-------- Records provided --------
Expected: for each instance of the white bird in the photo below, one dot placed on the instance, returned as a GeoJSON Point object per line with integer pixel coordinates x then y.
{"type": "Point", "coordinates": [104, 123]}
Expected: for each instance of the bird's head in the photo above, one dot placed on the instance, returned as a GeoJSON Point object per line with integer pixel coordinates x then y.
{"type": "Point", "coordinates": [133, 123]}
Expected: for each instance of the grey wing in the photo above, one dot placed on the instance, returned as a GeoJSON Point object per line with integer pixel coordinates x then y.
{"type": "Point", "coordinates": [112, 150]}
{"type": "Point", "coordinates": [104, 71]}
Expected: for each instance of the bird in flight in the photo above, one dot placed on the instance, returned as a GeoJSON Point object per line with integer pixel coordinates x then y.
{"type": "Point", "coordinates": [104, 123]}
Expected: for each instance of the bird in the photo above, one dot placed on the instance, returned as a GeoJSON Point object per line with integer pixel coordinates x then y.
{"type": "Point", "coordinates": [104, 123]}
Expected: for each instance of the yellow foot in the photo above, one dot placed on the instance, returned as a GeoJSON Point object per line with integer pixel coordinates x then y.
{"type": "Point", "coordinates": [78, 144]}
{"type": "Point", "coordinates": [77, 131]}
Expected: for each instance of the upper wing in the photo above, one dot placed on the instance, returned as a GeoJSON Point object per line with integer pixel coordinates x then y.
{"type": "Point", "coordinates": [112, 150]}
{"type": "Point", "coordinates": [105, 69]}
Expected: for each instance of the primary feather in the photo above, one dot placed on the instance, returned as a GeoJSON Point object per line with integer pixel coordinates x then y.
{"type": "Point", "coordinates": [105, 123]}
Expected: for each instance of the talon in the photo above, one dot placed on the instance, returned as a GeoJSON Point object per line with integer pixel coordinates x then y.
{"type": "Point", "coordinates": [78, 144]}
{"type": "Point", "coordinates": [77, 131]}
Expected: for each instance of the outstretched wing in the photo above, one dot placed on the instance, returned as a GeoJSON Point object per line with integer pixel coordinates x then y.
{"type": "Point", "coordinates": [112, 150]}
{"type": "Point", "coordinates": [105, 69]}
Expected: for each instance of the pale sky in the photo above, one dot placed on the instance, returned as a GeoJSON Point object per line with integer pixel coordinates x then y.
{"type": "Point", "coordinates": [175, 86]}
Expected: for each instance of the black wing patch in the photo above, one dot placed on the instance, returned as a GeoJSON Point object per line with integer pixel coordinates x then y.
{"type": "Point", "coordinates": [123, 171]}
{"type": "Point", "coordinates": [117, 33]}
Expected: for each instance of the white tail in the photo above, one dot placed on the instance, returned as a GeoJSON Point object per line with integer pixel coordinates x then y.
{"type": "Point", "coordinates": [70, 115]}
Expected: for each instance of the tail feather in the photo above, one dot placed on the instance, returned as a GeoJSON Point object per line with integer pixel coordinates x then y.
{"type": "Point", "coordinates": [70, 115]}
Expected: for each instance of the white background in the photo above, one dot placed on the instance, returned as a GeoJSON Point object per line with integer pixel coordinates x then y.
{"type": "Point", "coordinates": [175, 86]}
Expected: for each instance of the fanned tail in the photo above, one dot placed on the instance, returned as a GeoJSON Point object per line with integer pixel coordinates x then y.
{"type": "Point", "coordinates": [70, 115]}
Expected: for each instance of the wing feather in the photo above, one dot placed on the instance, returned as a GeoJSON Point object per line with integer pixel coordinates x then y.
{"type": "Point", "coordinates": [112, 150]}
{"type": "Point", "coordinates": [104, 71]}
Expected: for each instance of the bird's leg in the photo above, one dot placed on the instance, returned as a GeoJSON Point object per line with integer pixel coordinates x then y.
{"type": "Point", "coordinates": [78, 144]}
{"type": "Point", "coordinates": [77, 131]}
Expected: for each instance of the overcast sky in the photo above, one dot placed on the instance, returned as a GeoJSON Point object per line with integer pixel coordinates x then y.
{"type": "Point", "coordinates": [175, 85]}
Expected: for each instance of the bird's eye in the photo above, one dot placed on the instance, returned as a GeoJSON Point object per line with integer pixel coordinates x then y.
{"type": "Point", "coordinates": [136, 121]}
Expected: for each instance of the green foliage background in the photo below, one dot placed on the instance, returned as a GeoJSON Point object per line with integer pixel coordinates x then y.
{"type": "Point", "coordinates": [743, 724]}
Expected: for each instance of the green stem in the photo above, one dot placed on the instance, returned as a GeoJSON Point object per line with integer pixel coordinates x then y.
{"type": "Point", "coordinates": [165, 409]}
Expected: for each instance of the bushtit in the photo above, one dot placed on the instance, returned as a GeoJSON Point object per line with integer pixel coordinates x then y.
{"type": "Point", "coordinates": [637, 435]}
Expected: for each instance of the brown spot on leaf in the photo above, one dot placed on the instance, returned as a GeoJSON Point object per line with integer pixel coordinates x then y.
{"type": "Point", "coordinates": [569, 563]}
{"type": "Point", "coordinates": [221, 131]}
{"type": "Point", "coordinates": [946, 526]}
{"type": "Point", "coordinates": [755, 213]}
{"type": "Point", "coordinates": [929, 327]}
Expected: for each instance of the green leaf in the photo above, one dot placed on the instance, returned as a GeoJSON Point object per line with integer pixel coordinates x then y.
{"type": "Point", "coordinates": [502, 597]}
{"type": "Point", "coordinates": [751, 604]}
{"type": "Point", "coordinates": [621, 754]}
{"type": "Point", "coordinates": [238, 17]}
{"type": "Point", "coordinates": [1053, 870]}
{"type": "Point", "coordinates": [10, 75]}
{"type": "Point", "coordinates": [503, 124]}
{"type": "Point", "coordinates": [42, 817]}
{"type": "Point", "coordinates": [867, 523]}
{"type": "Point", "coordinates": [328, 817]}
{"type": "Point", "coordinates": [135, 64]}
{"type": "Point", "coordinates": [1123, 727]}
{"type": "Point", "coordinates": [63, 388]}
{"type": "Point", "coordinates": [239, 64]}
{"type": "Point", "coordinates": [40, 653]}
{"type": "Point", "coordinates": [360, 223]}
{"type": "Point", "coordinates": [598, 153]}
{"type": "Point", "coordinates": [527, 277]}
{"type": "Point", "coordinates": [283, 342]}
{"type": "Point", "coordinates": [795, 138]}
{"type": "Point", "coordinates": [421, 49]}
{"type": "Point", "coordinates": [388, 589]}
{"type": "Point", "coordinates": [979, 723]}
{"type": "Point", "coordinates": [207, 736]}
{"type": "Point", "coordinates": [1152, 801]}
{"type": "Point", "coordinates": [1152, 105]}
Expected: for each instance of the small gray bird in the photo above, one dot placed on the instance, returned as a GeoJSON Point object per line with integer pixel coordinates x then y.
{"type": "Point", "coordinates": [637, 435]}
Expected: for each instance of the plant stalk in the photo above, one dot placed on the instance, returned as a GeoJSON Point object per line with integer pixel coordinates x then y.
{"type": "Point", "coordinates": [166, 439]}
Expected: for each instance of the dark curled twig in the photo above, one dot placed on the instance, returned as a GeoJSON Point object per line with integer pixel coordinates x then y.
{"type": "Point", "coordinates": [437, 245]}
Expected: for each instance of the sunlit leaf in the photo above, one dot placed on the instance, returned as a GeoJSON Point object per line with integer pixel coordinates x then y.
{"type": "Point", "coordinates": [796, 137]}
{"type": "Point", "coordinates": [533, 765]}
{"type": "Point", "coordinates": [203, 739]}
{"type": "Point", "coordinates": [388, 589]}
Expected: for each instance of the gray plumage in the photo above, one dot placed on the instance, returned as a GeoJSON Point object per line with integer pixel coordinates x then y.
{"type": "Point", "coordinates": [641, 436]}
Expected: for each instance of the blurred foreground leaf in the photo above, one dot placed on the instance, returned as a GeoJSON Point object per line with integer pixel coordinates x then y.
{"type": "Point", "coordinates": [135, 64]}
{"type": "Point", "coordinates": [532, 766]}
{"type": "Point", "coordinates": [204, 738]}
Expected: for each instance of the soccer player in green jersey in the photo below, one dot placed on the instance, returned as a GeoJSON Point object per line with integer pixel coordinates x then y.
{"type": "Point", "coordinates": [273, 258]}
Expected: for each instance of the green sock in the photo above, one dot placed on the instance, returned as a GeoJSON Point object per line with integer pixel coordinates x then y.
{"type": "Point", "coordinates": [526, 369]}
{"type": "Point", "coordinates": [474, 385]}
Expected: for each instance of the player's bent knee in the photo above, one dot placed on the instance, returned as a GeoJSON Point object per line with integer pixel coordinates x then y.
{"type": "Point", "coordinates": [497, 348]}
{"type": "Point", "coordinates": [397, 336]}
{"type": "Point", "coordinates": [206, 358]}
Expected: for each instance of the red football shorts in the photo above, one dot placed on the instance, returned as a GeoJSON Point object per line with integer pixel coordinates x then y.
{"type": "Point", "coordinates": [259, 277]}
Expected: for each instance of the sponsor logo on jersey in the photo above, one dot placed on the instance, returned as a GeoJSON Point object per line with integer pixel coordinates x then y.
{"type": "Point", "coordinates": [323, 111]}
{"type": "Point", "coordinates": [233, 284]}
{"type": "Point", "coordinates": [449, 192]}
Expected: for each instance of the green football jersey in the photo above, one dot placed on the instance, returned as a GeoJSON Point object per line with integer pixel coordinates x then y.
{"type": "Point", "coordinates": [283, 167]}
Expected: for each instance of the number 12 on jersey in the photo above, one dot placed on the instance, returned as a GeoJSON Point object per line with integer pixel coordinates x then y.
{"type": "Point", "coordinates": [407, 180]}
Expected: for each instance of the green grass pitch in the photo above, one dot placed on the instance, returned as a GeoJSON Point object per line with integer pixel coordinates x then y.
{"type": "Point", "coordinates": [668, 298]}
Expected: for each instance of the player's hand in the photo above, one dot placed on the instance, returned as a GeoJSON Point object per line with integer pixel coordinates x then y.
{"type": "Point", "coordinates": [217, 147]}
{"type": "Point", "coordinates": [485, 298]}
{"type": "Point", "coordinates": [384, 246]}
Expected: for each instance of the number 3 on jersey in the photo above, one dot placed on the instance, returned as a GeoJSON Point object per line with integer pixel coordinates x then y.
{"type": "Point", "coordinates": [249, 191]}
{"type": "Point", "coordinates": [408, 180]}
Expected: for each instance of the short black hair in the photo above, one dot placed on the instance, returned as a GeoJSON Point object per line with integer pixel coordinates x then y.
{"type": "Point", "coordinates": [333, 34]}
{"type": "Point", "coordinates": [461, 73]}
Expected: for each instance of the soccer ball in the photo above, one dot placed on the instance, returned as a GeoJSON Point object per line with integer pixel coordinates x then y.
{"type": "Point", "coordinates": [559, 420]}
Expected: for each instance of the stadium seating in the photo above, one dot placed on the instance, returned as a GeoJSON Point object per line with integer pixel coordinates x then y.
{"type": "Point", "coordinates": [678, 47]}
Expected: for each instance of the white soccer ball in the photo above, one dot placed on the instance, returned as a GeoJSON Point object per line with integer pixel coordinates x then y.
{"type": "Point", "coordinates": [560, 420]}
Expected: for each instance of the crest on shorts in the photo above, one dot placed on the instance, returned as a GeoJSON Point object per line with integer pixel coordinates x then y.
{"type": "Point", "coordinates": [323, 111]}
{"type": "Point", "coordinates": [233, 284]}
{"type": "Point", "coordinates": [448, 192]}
--------
Repeat exactly the lines above from the line that contains "Expected: for each instance of the short" through the end. Include both of these ends; leave out everything else.

Expected: for each instance of the short black hair in the photo above, one dot placed on the instance, returned as a GeoJSON Point object per line with integer pixel coordinates x then y.
{"type": "Point", "coordinates": [333, 34]}
{"type": "Point", "coordinates": [461, 73]}
Expected: for each instance of the soccer ball in the photo above, one dot placed on the instance, returned as a GeoJSON Point object per line with integer pixel coordinates x then y.
{"type": "Point", "coordinates": [559, 420]}
Expected: for each instance of the stadium seating in the photo above, one dot placed on the instance, returned as a GeoJSON Point object per line with integer pixel coordinates x then y.
{"type": "Point", "coordinates": [678, 47]}
Expected: for each instance of the white soccer ball in the photo above, one dot placed on the instance, returned as a GeoJSON Point object per line with integer pixel coordinates x then y.
{"type": "Point", "coordinates": [560, 420]}
Expected: for each instance of the crest on shorts in the photo above, one dot placed on the instance, returned as a GeoJSON Point object per line with integer pixel coordinates x then y.
{"type": "Point", "coordinates": [323, 111]}
{"type": "Point", "coordinates": [233, 284]}
{"type": "Point", "coordinates": [448, 192]}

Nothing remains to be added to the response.